There’s no doubt the Kansas State women’s basketball team will go as seniors Brittany Chambers and Mariah White go this season.
It’s their team.
Chambers, a four-year starter at shooting guard, and White, who came into her own at point guard last season, will lead the Wildcats’ backcourt this season with the hope of getting K-State back to the NCAA tournament for the third straight year.
Doing that won’t be easy, though, as K-State has lost three starters, including both starting posts, leaving the Wildcats with a shorter, guard-heavy team.
While that can sound daunting when thinking about playing teams like Baylor, Texas and Oklahoma, the new-look Wildcats think the speedier, more athletic version this season, could actually work to their advantage — led by the two seniors.
“In the past we’ve really been a set-offense kind of team,” Chambers said. “We’re looking to play quicker and use the athletic abilities we have as an advantage to us.
────
Task list:
[1] Rewrite the Kansas State women's basketball article from "There’s no doubt" up to and including "the two seniors.", putting "upperclassmen" in place of "seniors".
[2] Answer these questions using the Kansas State women's basketball article.
(a) What position does Brittany Chambers play?
(b) How many starters has K-State lost?
(c) Which opposing teams does the article name?
[3] Continue the article on the Kansas State women's basketball team from the point where it ends.
The records that follow were taken from a separate source and are unrelated to the article.
────
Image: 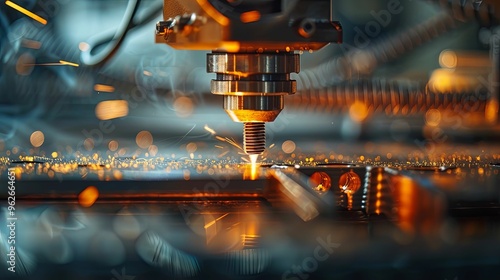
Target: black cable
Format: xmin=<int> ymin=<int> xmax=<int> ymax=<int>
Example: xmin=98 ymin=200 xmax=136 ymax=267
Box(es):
xmin=81 ymin=0 xmax=163 ymax=66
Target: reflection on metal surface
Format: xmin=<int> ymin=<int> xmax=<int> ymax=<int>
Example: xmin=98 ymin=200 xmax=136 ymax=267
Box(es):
xmin=339 ymin=171 xmax=361 ymax=194
xmin=135 ymin=231 xmax=200 ymax=279
xmin=269 ymin=169 xmax=319 ymax=221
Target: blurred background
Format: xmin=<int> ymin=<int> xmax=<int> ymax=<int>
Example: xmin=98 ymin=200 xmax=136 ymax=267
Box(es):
xmin=0 ymin=0 xmax=500 ymax=280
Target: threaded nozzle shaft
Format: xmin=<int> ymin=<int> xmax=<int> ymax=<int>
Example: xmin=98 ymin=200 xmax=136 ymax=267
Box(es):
xmin=243 ymin=122 xmax=266 ymax=155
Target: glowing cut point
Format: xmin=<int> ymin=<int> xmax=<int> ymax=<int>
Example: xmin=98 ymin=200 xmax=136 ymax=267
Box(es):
xmin=243 ymin=155 xmax=259 ymax=181
xmin=248 ymin=155 xmax=259 ymax=166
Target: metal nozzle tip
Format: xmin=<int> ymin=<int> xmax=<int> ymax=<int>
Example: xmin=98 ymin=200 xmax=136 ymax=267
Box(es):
xmin=243 ymin=122 xmax=266 ymax=155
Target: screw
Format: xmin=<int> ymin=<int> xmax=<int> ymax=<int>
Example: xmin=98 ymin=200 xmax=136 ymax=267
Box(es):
xmin=243 ymin=122 xmax=266 ymax=155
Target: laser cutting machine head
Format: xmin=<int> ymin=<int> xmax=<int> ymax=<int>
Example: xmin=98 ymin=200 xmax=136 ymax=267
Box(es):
xmin=156 ymin=0 xmax=342 ymax=157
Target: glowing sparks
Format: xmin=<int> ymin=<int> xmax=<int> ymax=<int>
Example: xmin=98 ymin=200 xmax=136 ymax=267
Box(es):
xmin=5 ymin=1 xmax=47 ymax=25
xmin=25 ymin=60 xmax=80 ymax=67
xmin=94 ymin=84 xmax=115 ymax=92
xmin=30 ymin=130 xmax=45 ymax=148
xmin=248 ymin=155 xmax=259 ymax=165
xmin=78 ymin=186 xmax=99 ymax=207
xmin=203 ymin=124 xmax=216 ymax=135
xmin=243 ymin=155 xmax=259 ymax=180
xmin=59 ymin=60 xmax=80 ymax=67
xmin=95 ymin=100 xmax=128 ymax=120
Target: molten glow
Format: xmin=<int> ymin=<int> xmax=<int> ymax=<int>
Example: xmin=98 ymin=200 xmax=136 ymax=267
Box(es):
xmin=281 ymin=140 xmax=297 ymax=154
xmin=485 ymin=99 xmax=499 ymax=124
xmin=439 ymin=50 xmax=457 ymax=68
xmin=78 ymin=186 xmax=99 ymax=207
xmin=30 ymin=130 xmax=45 ymax=148
xmin=108 ymin=140 xmax=118 ymax=152
xmin=95 ymin=100 xmax=128 ymax=120
xmin=248 ymin=155 xmax=259 ymax=165
xmin=243 ymin=155 xmax=260 ymax=181
xmin=425 ymin=109 xmax=441 ymax=126
xmin=349 ymin=102 xmax=368 ymax=122
xmin=59 ymin=60 xmax=80 ymax=67
xmin=94 ymin=84 xmax=115 ymax=92
xmin=203 ymin=124 xmax=216 ymax=135
xmin=240 ymin=11 xmax=260 ymax=23
xmin=5 ymin=1 xmax=47 ymax=25
xmin=204 ymin=213 xmax=229 ymax=229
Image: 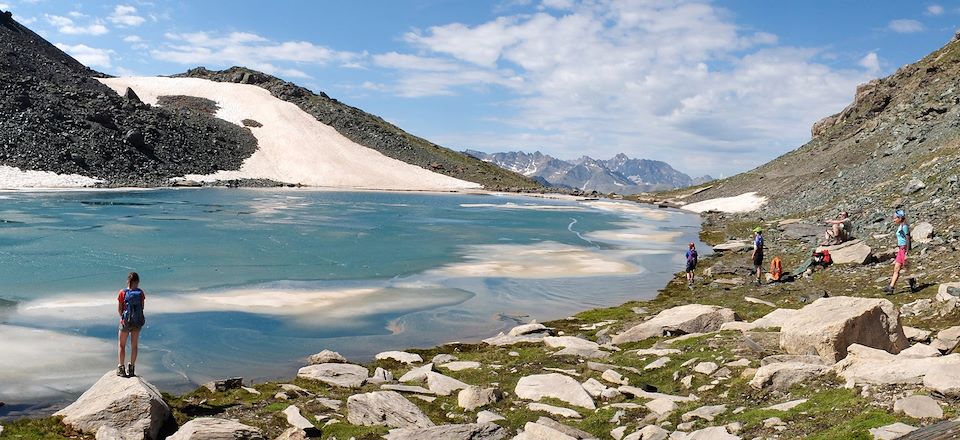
────
Answers for the exercise:
[1]
There’s no doubt the Kansas State women’s basketball team will go as upperclassmen Brittany Chambers and Mariah White go this season.
It’s their team.
Chambers, a four-year starter at shooting guard, and White, who came into her own at point guard last season, will lead the Wildcats’ backcourt this season with the hope of getting K-State back to the NCAA tournament for the third straight year.
Doing that won’t be easy, though, as K-State has lost three starters, including both starting posts, leaving the Wildcats with a shorter, guard-heavy team.
While that can sound daunting when thinking about playing teams like Baylor, Texas and Oklahoma, the new-look Wildcats think the speedier, more athletic version this season, could actually work to their advantage — led by the two upperclassmen.

[2]
(a) Shooting guard, where she has been a four-year starter.
(b) Three, including both starting posts.
(c) Baylor, Texas and Oklahoma.

[3]
“We want to push it more, and because we are undersized, we have to work with what we have, and that’s speed this year.”
In fact, the 5-foot-8 Chambers said the up-tempo style on offense fits her game better because it can help create more scoring opportunities for her this season, something that became a struggle in the second half of the Big 12 last season.
“There’ll be a lot of times when we have five players on the court that can shoot,” she said. “That’s going to be different for us. We obviously lost a lot of talent, but we also gained different strengths. Having five players on the court who can shoot the ball — I’m excited to play with that.
“I think it will help me and allow me to play more of my game.”
Chambers, who is the Wildcats’ top-returning scorer at 14 points per game, had to fight for every shot a year ago. The Jordan, Minn., native saw a dip in her field goal percentage and accuracy from 3-point range. As a freshman, Chambers buried 3-pointers at a 38 percent clip, followed by 37 percent her sophomore year. But last season, Chambers dropped to 31 percent. Her field goal percentage dropped from 43 percent to 35 percent.
A two-time All-Big 12 selection, Chambers made just 2-of-12 behind the arc in the Big 12 tournament then only 3-of-13 in the NCAA tournament.
Sometimes Chambers struggled to even got a shot off from the outside.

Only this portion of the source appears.